▸ **Compito richiesto 1**
Rinomina "query" in "descrizione" nelle voci, dalla prima riga fino alla riga con "[[370, 514]]" compresa, e riporta solo quelle righe senza altre modifiche.

Dopo avere lasciato i dintorni di Lucca hai due possibilità per arrivare all’azienda vinicola Villa Santo Stefano. Una è la via più semplice, larga per far passare due auto e poco più ed abbastanza agevole, mentre l’altra sembra quasi una mulattiera di campagna che si arrampica tra i poggi pieni di ulivi e coperta solo da una striscia di asfalto rubato alla terra ed ai pendii della collina.
Ovviamente ho scelto la strada più stretta, complice un ormai fin troppo sicura libertà di affidamento a quello strumento di Google che ti guida per le strade del mondo. Il paesaggio sottostante sicuramente merita di essere visto, mentre avrei fatto volentieri a meno d’incontrare i trattori mentre falciavano l’erba, occupando l’intera corsia di asfalto disponibile. Trovarseli dietro ad un tornante con la loro bella imponenza, non è stato un toccasana per il ritmo cardiaco!
Sapendo in anticipo della strada e, qualora fosse stata libera dai trattori, mi sarei divertito molto di più alla guida di un’auto sportiva, invece della mia piccola utilitaria, sfidando le ridotte dimensioni dell’asfalto e dando un ulteriore accelerata di adrenalina!
Ecco quindi che scattano un paio di telefonate a Claudia Marinelli, responsabile della comunicazione dell’azienda, per essere sicuro di aver imboccato la strada giusta. Grazie davvero Claudia per l’invito all’evento della “Festa del Loto” e della presentazione di Volo, ma anche per esserti prodigata a darmi indicazioni mentre mi trovavo nel mezzo di un bosco selvaggio.
A Villa Santo Stefano si incontrano vino, auto, storia e natura
La mia divagazione sulle auto non è stata casuale: mettendo un attimo da parte la mia storica passione, l’automobile è legata a filo doppio con la cantina Villa Santo Stefano. La storia del patron Wolgang Reitzle infatti passa proprio da quel mondo e dalle esperienze in Bmw, Ford, Jaguar e Land Rover.

▸ **Compito richiesto 2**
Rispondi a queste domande sull'estratto su Villa Santo Stefano:
(a) Che ruolo ha Claudia Marinelli nell'azienda?
(b) A quale evento è stato invitato l'autore?
(c) In quali case automobilistiche ha fatto esperienza il patron della cantina?

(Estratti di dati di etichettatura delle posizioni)

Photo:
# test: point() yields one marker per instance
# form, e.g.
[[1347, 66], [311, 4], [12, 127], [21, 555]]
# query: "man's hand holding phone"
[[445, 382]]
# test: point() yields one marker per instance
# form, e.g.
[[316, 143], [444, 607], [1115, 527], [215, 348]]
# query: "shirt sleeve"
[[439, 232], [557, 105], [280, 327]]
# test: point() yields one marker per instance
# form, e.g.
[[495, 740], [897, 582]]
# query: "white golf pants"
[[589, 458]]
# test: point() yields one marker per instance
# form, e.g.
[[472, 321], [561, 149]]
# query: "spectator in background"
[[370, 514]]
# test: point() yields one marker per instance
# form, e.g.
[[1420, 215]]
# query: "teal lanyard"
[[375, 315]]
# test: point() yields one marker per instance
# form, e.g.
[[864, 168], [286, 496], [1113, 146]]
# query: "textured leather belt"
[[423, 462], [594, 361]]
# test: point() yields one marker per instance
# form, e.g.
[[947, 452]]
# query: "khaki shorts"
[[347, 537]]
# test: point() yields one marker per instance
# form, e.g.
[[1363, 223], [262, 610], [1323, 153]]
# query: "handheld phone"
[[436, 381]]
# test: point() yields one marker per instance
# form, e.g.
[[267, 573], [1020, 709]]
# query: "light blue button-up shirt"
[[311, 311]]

▸ **Risultato del compito 1**
Photo:
# test: point() yields one marker per instance
# form, e.g.
[[1347, 66], [311, 4], [12, 127], [21, 555]]
# descrizione: "man's hand holding phone"
[[445, 382]]
# test: point() yields one marker per instance
# form, e.g.
[[316, 143], [444, 607], [1115, 527], [215, 348]]
# descrizione: "shirt sleeve"
[[439, 232], [557, 105], [280, 327]]
# test: point() yields one marker per instance
# form, e.g.
[[495, 740], [897, 582]]
# descrizione: "white golf pants"
[[589, 458]]
# test: point() yields one marker per instance
# form, e.g.
[[472, 321], [561, 149]]
# descrizione: "spectator in background"
[[370, 514]]

▸ **Risultato del compito 2**
(a) È la responsabile della comunicazione dell'azienda.
(b) Alla "Festa del Loto" e alla presentazione di Volo.
(c) Bmw, Ford, Jaguar e Land Rover.